Sometimes we need multiple corrections to keep us on that Truth track, but if we stay with it, our mind will be renewed and freed from the lies that pull us off the Truth track. Abiding in the Spirit of Truth keeps us from veering off into ditches and yields a sense of peace and comfort exclusively available to followers of Jesus Christ.
Falling in love with Jesus and seeking to intimately know and obey Him will bring us into open-access to the Living God! (John 14). Without intimacy, we may think His principles and grace are all we need and miss the bigger reason we were created—that is, to respond to the Bridegroom’s wedding invitation and marry Him. And while we may still be saved from eternal death in hell, without yielding our vain imaginations and ego-driven soul life in obedience to the commands of Jesus, we will not become complete—ready to marry the King of kings! True love for Jesus manifests in selfless, sacrificial love for God and others, and always manifests in a willingness to go the way of the cross.
While it may be easier to love “perfect Jesus,” it’s not always easy to love our imperfect family. The first great commandment always yields the fruit of the second commandment (Matthew 22:37-39).
The wholeness of God’s Love has two sides. There is His kindness and there is His severity; His comfort and His correction. The Psalm 23 Shepherd’s Rod strikes our self-centered egos and judges our poor decisions by delivering consequences to turn us away from them the next time. The Psalm 23 Shepherd’s Staff tenderly pulls us out of sin’s dark ditches and nudges us back into the fold. Our Good Shepherd wields both sides of God’s perfect love. We don’t just get the half of God we want. We get all of God. He doesn’t come piecemeal.
1 Corinthians 13 describes how love is the distinguishing factor between the real or counterfeit use of spiritual gifts. Without the love of God, the Harlot religion’s counterfeit use of gifting means nothing and receives no eternal benefits. Conversely, God’s love will shine out from within a cross-hugging, self-sacrificing Bride as she patiently endures hardship, is kind to those who revile her, will not envy or compete for attention, and she will not covet, simply because of this—she doesn’t have to. She belongs to the King!
1 Corinthians 13 NASB If I speak with the tongues of men and of angels, but do not have love, I have become a noisy gong or a clanging cymbal. 2 If I have the gift of prophecy, and know all mysteries and all knowledge; and if I have all faith, so as to remove mountains, but do not have love, I am nothing. 3 And if I give all my possessions to feed the poor, and if I surrender my body to be burned, but do not have love, it profits me nothing.
4 Love is patient, love is kind and is not jealous; love does not brag and is not arrogant, 5 does not act unbecomingly; it does not seek its own, is not provoked, does not take into account a wrong suffered, 6 does not rejoice in unrighteousness, but rejoices with the truth; 7 bears all things, believes all things, hopes all things, endures all things.
8 Love never fails; but if there are gifts of prophecy, they will be done away; if there are tongues, they will cease; if there is knowledge, it will be done away. 9 For we know in part and we prophesy in part; 10 but when the perfect comes, the partial will be done away. 11 When I was a child, I used to speak like a child, think like a child, reason like a child; when I became a man, I did away with childish things. 12 For now we see in a mirror dimly, but then face to face; now I know in part, but then I will know fully just as I also have been fully known. 13 But now faith, hope, love, abide these three; but the greatest of these is love.

###

TASK 1 -> Print the passage on God's love from "1 Corinthians 13 NASB" to "profits me nothing.".
TASK 2 -> Render this sentence from the passage on God's love into Spanish: "Our Good Shepherd wields both sides of God’s perfect love."

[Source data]
###

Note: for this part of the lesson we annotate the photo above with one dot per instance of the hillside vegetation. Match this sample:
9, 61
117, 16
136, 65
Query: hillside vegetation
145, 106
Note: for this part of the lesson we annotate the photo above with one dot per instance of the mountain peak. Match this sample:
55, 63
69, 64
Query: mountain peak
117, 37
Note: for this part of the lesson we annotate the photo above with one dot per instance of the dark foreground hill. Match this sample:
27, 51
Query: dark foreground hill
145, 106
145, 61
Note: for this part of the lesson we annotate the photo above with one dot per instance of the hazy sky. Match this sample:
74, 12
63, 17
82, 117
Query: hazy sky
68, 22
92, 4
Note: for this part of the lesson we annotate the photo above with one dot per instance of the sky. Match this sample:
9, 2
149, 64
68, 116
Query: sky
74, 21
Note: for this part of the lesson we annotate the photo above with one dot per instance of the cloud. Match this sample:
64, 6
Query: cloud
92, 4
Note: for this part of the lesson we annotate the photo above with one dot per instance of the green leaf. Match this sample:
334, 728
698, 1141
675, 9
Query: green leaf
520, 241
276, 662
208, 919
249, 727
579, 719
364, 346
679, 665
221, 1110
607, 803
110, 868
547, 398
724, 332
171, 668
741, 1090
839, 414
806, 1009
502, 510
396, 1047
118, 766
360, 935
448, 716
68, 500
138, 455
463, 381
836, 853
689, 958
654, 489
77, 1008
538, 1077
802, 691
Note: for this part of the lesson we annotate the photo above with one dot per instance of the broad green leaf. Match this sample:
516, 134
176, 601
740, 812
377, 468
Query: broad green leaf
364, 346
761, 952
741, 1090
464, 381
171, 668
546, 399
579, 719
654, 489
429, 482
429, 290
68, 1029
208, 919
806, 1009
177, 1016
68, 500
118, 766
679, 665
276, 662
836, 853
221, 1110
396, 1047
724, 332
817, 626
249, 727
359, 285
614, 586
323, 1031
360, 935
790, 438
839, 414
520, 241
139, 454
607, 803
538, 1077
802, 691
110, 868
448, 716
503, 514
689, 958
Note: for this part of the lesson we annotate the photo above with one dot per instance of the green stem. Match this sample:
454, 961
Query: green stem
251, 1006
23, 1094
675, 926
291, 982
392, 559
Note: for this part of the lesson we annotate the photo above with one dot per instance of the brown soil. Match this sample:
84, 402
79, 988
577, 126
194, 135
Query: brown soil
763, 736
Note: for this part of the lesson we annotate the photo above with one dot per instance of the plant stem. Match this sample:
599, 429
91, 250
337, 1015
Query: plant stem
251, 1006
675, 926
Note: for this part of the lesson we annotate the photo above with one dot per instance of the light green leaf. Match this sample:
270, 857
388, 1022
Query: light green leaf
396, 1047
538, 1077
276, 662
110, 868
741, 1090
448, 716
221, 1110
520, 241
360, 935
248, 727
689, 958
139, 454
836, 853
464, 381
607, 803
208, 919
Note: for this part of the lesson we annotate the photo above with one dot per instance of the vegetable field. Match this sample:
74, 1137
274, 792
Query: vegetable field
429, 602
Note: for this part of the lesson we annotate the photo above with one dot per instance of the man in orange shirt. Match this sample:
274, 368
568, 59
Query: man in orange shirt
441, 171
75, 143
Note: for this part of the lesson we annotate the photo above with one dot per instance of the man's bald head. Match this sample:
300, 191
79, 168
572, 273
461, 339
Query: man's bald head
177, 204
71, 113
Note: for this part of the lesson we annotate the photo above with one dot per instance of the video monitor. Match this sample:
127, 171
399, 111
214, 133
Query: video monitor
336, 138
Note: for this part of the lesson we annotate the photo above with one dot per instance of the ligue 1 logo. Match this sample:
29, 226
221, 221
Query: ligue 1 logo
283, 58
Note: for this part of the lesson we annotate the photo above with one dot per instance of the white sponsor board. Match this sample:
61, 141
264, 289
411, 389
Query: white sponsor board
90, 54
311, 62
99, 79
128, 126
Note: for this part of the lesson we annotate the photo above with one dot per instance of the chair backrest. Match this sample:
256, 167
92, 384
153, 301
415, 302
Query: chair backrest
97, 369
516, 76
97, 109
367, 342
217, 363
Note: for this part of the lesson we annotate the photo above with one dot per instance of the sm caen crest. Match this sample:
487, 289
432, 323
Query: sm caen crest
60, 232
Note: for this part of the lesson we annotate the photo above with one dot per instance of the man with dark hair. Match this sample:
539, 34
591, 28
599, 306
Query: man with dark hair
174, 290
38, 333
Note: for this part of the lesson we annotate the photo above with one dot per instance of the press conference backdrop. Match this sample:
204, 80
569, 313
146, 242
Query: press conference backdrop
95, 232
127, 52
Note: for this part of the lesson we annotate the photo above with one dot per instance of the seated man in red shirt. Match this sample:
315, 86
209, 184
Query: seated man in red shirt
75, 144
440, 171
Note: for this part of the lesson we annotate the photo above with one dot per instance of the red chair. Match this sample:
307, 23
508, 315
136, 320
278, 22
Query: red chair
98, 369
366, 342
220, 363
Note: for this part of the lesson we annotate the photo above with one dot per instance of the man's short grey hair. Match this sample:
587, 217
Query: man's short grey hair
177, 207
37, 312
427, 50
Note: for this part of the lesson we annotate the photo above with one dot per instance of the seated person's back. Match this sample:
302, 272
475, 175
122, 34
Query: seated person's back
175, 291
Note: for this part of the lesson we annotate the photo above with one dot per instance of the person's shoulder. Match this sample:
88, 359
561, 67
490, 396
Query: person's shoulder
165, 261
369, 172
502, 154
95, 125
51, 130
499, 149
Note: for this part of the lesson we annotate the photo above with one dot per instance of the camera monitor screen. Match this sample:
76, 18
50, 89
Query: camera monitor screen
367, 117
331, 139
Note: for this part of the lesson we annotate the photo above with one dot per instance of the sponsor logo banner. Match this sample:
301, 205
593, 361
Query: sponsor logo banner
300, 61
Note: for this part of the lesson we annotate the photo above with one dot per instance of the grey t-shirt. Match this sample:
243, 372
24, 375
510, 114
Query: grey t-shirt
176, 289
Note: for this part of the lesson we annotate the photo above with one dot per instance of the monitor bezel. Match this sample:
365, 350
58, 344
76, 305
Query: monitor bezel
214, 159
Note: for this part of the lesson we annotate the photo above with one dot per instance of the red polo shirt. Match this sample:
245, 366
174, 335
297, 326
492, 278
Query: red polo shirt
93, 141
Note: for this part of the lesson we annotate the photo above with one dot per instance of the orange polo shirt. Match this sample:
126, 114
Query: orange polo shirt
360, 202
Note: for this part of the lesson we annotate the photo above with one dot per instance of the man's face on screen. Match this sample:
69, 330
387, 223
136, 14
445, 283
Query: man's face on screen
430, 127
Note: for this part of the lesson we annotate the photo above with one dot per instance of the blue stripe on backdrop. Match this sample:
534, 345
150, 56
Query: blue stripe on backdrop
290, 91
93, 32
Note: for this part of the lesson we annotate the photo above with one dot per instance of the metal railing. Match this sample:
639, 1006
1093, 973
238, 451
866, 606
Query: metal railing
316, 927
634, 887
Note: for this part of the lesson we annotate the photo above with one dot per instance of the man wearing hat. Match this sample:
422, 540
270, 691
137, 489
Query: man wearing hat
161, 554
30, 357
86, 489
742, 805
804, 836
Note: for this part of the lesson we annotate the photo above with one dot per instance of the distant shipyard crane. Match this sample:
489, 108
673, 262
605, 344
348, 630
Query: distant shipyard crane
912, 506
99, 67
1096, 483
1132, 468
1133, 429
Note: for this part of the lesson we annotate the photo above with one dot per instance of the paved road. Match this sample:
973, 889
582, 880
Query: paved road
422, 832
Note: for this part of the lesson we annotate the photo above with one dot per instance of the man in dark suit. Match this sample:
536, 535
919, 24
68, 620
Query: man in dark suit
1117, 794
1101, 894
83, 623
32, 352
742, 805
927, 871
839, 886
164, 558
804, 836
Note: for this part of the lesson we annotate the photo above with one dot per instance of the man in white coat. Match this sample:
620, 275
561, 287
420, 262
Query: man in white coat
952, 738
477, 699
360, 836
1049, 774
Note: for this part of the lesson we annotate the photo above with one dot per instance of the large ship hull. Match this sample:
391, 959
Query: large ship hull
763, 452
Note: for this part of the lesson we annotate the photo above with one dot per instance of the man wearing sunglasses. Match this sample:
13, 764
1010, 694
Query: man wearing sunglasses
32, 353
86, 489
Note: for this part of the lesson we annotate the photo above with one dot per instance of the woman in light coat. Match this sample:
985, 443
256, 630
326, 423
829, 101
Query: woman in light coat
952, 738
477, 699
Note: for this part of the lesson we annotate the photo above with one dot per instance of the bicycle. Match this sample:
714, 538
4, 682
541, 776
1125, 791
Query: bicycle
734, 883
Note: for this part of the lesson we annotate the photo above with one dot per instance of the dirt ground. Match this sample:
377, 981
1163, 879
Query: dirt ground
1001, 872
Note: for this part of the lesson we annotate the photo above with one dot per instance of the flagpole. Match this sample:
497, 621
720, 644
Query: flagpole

###

YOUR RESPONSE 1 ->
1 Corinthians 13 NASB If I speak with the tongues of men and of angels, but do not have love, I have become a noisy gong or a clanging cymbal. 2 If I have the gift of prophecy, and know all mysteries and all knowledge; and if I have all faith, so as to remove mountains, but do not have love, I am nothing. 3 And if I give all my possessions to feed the poor, and if I surrender my body to be burned, but do not have love, it profits me nothing.

YOUR RESPONSE 2 -> Nuestro Buen Pastor ejerce ambos lados del amor perfecto de Dios.